### SUPPLIED PASSAGE ###
The New York Times reported from Tokyo this week that Japan's new vice minister of finance for international affairs, Makoto Utsumi, argues that the U.S. economy must be slowed in order for the U.S. trade deficit to be reduced. Fat chance. As I warned President Bush and his team at Camp David in April, the cut in the capgains tax he's seeking, now with apparent success, will increase the trade deficit precisely because of its dynamic effects on the U.S. economy. The only correct way to offset this effect on trade and capital flows and avoid protectionism (and its attendant contractionary effects), as Robert Mundell observed in 1974, is to replicate these growth-oriented tax policies elsewhere. This, by the way, is why we've been so ardent in our efforts to encourage such reforms in Mexico, which could then spread through Central and South America. In a way there is now a global race between the forces of growth and protectionism.
Although we'll probably be eating turkey before President Bush signs a capgains bill into law, the real economy is already turning up as the recession psychology has been punctured. The conventional wisdom is that Fed policy has been the primary driving force in the bull market. But we think it has been an important secondary force, arresting the commodity deflation above $350 gold via a shift toward monetary ease in July. Capgains, though, is an elephant next to this horse. The supply-side Fed governors know well enough that optimum fiscal policy makes monetary policymaking easy, and vice versa. If Bush were to cave in to the tax increasers, for example, the capital flight would require the Fed to tighten mightily as an offset. This is the mistake the Canadians have been making this year.
The combination of correct monetary and tax policy is now dominating the markets. And if we are not going to have a recession in 1990-92, the inventory hedges that have been widespread among industrialists and consumers are now risky! Commodity buyers that assumed recession and attendant price breaks, letting their own inventories run down, are now faced with a horizon of firming prices as the expansion that is being seen in advance by the financial markets takes hold. Consumers holding back on auto and housing purchases, both hedging against a recession and expecting further price declines before buying, are now rethinking their options.
The northern New Jersey real estate market, for example, which has been pitifully weak this last year, is suddenly showing signs of life just in the last two weeks, I'm told by a major insider. The real estate bear market in the Hamptons broke three weeks ago. A friend who works at the heart of one of the nation's biggest retail chains called last night and advised me of a dramatic change in shipping that has developed over the last thirty days. The wealth effects of the bull market alone are triggering behavioral changes among consumers. Retail sales figures illustrate this -- a 0.9% increase in July, leaving behind the 0.1% decline recorded in June. We're getting other reports of inventory turns in cyclicals occuring just since the first of the month. The airline stocks are flying because a recession-free period ahead dramatically increases the value of this capital stock. With a virtual freeze on new airports, gates, and related infrastructure, and the aircraft manufacturers incapable of meeting demand for new planes (without cutting corners on quality and safety), the rise in United's stock value is only a straw in the wind.
###
• [TASK OBJECTIVE]
Continue the commentary above on the capital gains tax cut and the economy's outlook, picking up after its last sentence.
### RECORD EXCERPTS ###
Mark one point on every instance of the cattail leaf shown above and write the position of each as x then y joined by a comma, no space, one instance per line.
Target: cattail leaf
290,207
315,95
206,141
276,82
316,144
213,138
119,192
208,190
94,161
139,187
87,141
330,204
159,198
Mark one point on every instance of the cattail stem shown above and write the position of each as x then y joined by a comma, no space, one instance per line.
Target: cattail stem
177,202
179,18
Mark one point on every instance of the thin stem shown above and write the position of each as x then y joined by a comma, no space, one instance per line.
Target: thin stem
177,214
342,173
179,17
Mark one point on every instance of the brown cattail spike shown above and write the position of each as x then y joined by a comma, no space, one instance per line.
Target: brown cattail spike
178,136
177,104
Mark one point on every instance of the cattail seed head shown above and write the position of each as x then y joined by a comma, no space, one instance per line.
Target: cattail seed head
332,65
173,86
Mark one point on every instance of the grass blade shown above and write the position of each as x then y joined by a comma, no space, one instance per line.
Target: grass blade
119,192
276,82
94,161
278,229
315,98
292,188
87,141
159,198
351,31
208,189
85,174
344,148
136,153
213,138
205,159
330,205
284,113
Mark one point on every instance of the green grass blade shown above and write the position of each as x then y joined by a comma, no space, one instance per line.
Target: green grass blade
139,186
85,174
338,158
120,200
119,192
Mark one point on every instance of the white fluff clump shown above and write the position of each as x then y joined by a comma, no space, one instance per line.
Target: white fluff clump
###
• [OUTPUT OF THE TASK]
Richard Darman's capgains deal has yet to be detailed, but there's little question one is in hand. A White House staffer just advised me that "We've won on the heart of the issue, but still don't have the soul." Bonds as well as foreign securities are thus far excluded from the Rostenkowski proposal, and clouds hang over each as a result. The hammering bonds took last Friday and in this week's Treasury auction followed the press reports on the bond exclusion. We're assuming Darman and Senate Finance Chairman Lloyd Bentsen will reverse this detail. A major job of our government is to get creditors to buy its bonds at the best price. To exclude bonds from the capgains bill makes no sense. Nor does it make sense, with the hand wringing over the U.S. becoming a "debtor nation," for the U.S. to punish our creditor class from extending credit to the rest of the world. I've written the governments of Canada, Mexico and Israel alerting each to the penalties involved in these xenophobic proposals, which no doubt come from House Majority Leader Richard Gephardt and the liberal Democratic caucus. How is Mexico especially supposed to pay off U.S. creditor banks if we are going to penalize U.S. investors there by withholding favorable capgains treatment?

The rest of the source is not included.